■ Your instructions: Reproduce the data exactly and drop any pictures it holds.

■ Material provided:
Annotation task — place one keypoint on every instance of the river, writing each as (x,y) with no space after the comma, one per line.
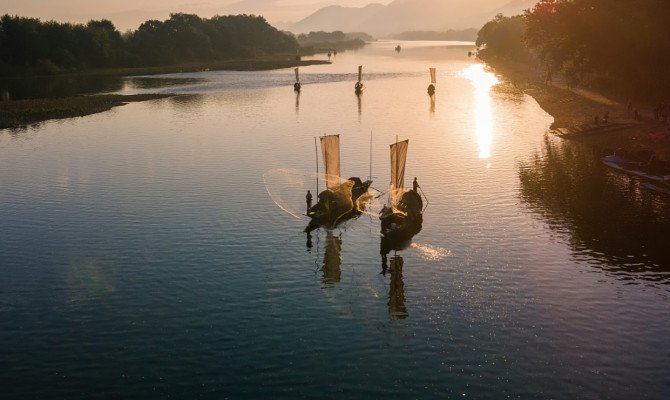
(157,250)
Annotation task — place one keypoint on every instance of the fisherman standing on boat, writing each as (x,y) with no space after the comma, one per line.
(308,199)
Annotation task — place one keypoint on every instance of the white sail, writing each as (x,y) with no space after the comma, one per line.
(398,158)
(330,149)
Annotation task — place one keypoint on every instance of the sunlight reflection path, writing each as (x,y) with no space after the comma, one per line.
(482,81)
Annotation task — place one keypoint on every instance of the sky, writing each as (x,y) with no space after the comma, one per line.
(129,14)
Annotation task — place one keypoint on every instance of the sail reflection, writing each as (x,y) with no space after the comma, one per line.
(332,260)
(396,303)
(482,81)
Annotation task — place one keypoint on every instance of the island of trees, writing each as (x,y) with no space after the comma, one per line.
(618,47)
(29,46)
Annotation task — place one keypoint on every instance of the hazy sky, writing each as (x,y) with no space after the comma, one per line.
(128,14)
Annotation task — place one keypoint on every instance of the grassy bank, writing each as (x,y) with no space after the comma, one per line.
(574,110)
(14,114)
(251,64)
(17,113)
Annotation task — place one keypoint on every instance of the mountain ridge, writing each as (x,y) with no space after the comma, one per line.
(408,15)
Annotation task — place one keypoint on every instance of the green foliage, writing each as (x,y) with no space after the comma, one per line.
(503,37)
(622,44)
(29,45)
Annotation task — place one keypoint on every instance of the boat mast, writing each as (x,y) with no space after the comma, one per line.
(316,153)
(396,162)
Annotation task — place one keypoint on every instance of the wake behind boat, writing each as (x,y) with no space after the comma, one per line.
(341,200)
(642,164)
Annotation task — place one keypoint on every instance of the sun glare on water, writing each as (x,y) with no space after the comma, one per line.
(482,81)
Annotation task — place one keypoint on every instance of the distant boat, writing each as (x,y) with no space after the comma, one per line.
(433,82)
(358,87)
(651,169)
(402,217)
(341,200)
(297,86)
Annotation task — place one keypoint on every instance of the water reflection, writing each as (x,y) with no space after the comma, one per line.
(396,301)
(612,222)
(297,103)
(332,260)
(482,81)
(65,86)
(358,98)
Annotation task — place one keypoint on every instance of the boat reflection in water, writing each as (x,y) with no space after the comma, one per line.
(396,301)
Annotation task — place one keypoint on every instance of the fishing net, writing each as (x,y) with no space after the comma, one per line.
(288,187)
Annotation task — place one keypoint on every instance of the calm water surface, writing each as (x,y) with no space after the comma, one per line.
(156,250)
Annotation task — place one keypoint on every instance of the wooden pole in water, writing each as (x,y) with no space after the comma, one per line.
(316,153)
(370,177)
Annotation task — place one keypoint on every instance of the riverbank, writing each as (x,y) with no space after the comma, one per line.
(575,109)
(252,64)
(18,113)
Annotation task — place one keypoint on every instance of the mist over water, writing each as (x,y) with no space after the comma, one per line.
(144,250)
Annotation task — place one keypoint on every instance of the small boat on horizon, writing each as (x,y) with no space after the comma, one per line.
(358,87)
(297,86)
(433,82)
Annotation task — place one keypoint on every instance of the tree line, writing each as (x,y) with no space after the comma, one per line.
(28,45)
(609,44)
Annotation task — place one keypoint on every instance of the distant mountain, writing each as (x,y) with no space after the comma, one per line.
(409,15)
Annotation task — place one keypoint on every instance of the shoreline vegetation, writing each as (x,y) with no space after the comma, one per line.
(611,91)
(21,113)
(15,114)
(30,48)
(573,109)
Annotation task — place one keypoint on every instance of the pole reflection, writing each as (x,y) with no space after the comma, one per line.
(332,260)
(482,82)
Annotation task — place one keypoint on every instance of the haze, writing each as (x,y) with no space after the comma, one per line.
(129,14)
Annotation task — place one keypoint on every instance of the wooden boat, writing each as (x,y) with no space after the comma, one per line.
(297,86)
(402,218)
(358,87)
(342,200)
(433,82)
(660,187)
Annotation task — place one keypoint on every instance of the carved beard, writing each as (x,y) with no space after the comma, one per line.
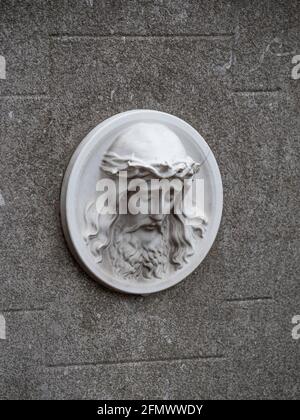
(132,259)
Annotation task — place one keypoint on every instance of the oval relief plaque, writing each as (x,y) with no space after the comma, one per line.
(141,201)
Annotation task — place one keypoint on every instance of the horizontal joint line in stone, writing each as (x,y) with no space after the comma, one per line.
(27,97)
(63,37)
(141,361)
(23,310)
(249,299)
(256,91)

■ Task output:
Annotation task — place one keypoint on every instance of the river, writing each as (x,y) with no space after the comma, one per line.
(157,250)
Annotation task — place one keypoint on every instance of the fisherman standing on boat, writing each as (x,y) with no space after the comma, one per line.
(308,199)
Annotation task — place one keypoint on every instance of the white sail, writing each as (x,y) with no space after the comma, one per line.
(398,158)
(330,149)
Annotation task — place one keypoint on every instance of the sunlight reflection path, writing each as (x,y) with no space after the comma, one per line.
(482,81)
Annotation task — place one keypoint on every instance of the sky, writing each as (x,y) with no space after the comma, one per line.
(129,14)
Annotation task — place one keypoint on every instance of the sail reflection, writing each as (x,y) with no space after the comma, one per line.
(332,260)
(396,303)
(482,81)
Annotation task — place one keypoint on every instance of the island of trees, writing each as (x,y) with no space after the comma, one per line.
(618,47)
(29,46)
Annotation task — place one keypoint on every instance of the hazy sky, writing each as (x,y) with no space after the comma, one per line.
(128,14)
Annotation task — place one keypoint on every instance of the grassy bank, writing each as (x,y) with no space after the comma, one per line.
(574,110)
(14,114)
(251,64)
(17,113)
Annotation task — place one keypoint on every instance of the mountain ridge, writing each as (x,y) with no space after the comma, one per line.
(408,15)
Annotation task — place one keypoint on every instance of the green foliage, writing each as (x,y) with no space after the comma, one per line.
(503,37)
(622,44)
(29,45)
Annotation task — place one keypoint on every instance of the boat mast, writing each as (x,y) with no space after the comma, one per line.
(316,153)
(396,162)
Annotation task — place one keypoint on every instance of the wake behind boat, writing each as (x,y) with no space after the comma, one per line.
(341,200)
(642,164)
Annotation task — place one keypoint on every instance of the sun glare on water, writing each as (x,y) with no space after the comma, one per line.
(482,81)
Annotation task — place one keypoint on every instance of the distant boat, writing each as (x,y) with no space after the comma, one per line.
(433,82)
(358,87)
(651,169)
(402,217)
(341,200)
(297,86)
Annotation task — place one keypoint on every instance of the water reflection, writing each as (x,y) with no space after the comma, one per line.
(396,301)
(612,222)
(297,103)
(332,260)
(482,81)
(65,86)
(358,98)
Annotation task — place one keypoint on every instance of the boat reflection in water, writing each as (x,y) with no space after the comma, one per line.
(396,301)
Annotation task — place one keypoint on every instance of the fishing net, writing each as (x,y) with no space after the comma, one per line.
(288,187)
Annotation task — place one keypoint on every instance of the calm water surface, writing each as (x,y) with no space after the comma, one per line.
(156,250)
Annotation task — place one keypoint on every instance of the wooden pole in water, writing each as (x,y) with no space after the comma, one per line.
(316,153)
(370,177)
Annotation task — place one keypoint on every instance of the riverbank, writing each as (x,y) with no space after the comma, one per line.
(575,109)
(252,64)
(18,113)
Annotation task — place one keypoint on every instance of the mist over water, writing each as (x,y) with no space after the comma, one per line.
(144,250)
Annotation task — place one keypoint on every instance of the small boat on horizon, writing each as (x,y) with no space after the comma, one per line.
(358,87)
(297,86)
(433,82)
Annotation task — place one keypoint on every instance of the tree line, writing each as (x,y) with no space after the comma, one per line.
(28,45)
(609,44)
Annotation task — place one keypoint on every instance of the distant mountain, writing each as (x,y) with no space after the comma, one per line.
(409,15)
Annotation task — place one keypoint on every instance of the shoreline vegetation, writing each as (x,y) with no space after the comma, one per line.
(611,91)
(21,113)
(15,114)
(30,48)
(573,109)
Annotation task — place one keypoint on every instance of the pole reflection, writing each as (x,y) with no space after the comma, one per line.
(332,260)
(482,82)
Annotation task — place one keypoint on every instance of the haze, writing each as (x,y) with no space after the comma, one per line.
(129,14)
Annotation task — place one keypoint on every instance of the wooden boat, writing each as (x,y) with no space after the comma, one per line.
(297,86)
(402,218)
(358,87)
(342,200)
(433,82)
(660,187)
Annotation task — place one keypoint on every instance of the carved beard, writing each as (x,y) with no space after the comma, one per line.
(132,259)
Annotation task — place one keypoint on every instance of the oval relief plaque, writing each as (x,y) with no space after the comma, one per line.
(141,201)
Annotation task — place one keypoint on every instance of the horizontal joint line in stone, writing each as (x,y) with no space after the comma, one per line.
(27,97)
(63,37)
(141,361)
(23,310)
(249,299)
(256,91)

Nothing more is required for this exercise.